→ Brief:
Find every line in the data below that contains the string "tree", and copy each one. The match is case-sensitive.

## Begin

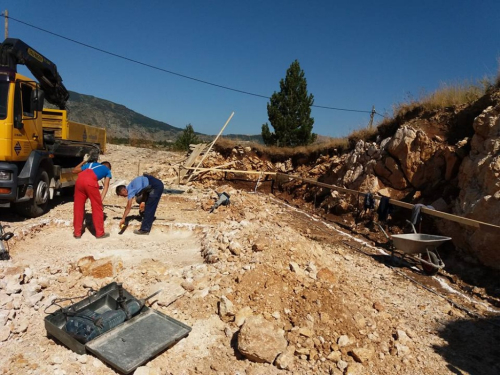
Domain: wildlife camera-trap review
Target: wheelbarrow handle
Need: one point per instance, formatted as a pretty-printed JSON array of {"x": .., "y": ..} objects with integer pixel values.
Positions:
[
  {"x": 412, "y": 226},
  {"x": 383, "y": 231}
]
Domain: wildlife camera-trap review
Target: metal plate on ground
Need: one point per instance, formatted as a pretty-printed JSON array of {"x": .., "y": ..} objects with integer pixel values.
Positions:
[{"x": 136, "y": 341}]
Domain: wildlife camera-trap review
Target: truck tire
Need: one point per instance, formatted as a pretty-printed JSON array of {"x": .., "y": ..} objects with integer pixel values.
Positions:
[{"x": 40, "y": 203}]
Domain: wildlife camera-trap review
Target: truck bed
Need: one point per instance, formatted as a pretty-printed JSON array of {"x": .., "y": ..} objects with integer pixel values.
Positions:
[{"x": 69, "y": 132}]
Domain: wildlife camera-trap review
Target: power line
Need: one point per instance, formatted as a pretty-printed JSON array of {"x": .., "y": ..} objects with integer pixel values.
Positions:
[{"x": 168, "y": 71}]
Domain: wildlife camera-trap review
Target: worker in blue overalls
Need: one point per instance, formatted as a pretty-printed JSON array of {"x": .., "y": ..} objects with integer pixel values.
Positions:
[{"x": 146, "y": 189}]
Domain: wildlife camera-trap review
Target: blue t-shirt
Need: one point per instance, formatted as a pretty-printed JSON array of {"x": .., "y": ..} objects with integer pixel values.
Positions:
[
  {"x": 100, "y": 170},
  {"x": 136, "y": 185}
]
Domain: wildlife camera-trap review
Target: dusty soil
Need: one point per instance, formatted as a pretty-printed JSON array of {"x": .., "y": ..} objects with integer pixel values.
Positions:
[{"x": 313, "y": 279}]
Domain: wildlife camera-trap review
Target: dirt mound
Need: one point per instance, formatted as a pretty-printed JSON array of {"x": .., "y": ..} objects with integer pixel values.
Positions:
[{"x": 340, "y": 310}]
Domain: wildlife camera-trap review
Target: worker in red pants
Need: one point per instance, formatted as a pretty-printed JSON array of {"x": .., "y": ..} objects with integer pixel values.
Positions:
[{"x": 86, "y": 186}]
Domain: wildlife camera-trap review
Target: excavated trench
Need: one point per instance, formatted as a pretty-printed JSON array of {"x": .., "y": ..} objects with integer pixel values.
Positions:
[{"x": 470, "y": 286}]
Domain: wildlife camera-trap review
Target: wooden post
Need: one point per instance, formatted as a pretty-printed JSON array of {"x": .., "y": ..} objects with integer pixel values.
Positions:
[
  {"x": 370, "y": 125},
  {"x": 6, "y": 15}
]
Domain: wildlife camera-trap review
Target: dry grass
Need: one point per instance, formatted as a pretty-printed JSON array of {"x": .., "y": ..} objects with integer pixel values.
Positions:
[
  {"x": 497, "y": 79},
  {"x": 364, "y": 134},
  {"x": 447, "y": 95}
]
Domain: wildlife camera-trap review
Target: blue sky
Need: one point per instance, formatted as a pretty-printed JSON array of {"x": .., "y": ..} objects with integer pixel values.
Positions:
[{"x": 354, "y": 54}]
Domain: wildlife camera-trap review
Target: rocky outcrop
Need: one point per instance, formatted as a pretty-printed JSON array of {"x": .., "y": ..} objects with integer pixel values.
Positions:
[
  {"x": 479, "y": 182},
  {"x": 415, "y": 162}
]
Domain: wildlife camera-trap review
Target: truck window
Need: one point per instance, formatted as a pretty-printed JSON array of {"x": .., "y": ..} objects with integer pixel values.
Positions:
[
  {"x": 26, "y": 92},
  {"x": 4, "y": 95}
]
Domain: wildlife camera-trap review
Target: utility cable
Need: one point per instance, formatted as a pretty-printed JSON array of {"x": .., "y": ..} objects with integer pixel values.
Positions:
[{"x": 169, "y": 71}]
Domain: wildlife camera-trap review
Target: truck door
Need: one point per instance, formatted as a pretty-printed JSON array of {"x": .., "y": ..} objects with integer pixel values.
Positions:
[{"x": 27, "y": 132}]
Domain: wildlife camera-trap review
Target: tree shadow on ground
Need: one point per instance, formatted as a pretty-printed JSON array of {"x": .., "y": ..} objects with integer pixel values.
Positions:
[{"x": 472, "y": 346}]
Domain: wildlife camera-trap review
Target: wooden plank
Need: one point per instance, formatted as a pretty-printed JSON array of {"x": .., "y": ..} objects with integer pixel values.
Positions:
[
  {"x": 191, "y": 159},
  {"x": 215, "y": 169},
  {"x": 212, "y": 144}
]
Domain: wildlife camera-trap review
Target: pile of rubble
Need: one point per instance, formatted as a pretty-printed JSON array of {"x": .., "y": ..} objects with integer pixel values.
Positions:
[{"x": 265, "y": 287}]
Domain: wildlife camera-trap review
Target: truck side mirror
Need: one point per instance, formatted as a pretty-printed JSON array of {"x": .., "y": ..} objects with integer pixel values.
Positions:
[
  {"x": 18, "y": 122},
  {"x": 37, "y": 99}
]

## End
## Begin

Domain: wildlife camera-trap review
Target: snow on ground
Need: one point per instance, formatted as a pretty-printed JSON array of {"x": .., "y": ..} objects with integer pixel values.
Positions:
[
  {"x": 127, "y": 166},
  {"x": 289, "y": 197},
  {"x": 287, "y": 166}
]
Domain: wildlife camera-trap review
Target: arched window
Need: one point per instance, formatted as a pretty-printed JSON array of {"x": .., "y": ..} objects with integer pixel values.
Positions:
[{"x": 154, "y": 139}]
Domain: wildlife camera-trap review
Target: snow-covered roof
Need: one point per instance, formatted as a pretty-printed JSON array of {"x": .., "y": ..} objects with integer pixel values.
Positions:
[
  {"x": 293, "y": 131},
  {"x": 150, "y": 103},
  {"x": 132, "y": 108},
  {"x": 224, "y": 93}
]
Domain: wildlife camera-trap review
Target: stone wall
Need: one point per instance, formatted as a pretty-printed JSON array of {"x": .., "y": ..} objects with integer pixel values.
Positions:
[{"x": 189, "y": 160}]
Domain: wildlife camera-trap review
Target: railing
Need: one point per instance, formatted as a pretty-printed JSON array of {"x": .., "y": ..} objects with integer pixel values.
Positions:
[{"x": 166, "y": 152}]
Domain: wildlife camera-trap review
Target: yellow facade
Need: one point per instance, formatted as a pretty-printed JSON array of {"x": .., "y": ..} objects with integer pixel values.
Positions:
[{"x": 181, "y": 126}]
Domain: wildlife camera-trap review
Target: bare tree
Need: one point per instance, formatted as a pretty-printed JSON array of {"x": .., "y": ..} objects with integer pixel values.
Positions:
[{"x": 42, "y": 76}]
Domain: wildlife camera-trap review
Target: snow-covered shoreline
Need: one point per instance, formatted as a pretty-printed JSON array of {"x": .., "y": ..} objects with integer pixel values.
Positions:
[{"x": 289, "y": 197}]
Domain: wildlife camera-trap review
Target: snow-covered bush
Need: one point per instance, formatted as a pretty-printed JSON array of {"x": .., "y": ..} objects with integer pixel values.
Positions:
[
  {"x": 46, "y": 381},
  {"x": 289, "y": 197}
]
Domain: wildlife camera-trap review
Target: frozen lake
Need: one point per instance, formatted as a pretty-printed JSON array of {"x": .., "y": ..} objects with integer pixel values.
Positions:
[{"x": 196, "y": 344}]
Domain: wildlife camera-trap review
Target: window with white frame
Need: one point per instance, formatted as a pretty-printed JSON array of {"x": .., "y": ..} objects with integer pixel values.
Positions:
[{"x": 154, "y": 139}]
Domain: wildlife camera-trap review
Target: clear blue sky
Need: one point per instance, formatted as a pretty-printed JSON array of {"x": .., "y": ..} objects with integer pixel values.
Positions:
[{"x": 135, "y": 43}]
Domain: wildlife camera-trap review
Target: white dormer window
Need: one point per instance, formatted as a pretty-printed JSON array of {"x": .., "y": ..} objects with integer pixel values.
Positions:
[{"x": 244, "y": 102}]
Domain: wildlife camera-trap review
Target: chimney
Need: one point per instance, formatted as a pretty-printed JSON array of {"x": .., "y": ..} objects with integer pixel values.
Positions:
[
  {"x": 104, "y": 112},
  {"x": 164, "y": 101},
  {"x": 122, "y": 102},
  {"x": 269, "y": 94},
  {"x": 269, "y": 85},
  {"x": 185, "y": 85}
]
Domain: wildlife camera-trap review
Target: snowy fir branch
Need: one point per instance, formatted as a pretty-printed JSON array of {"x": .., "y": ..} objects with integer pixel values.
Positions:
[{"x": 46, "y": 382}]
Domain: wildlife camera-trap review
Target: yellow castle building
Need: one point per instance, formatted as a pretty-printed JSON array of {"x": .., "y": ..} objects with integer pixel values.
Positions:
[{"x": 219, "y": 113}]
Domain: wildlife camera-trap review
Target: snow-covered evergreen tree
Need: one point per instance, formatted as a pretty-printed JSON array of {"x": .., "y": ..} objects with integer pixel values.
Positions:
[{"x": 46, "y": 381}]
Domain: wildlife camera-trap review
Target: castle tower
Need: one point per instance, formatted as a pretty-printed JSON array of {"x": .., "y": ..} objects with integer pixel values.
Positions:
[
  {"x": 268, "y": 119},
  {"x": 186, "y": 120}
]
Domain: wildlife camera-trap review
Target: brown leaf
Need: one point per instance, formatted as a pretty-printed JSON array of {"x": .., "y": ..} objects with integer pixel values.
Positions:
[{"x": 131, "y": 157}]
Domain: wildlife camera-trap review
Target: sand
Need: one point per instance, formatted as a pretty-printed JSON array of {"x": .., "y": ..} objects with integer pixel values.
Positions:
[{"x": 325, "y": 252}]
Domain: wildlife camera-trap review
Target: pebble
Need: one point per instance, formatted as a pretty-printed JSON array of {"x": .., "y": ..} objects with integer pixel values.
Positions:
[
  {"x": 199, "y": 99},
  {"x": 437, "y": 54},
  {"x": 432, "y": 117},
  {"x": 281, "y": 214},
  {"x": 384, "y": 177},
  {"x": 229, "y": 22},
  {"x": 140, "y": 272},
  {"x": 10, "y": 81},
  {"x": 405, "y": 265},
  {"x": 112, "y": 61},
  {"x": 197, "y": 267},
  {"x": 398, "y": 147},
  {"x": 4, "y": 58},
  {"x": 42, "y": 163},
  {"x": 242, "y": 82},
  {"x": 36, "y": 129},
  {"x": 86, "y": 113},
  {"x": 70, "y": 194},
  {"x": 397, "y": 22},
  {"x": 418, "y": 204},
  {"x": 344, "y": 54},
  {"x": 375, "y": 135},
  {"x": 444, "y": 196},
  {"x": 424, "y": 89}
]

## End

→ Written response:
Target: tree shadow on ground
Target: bare tree
Target: snow-covered evergreen tree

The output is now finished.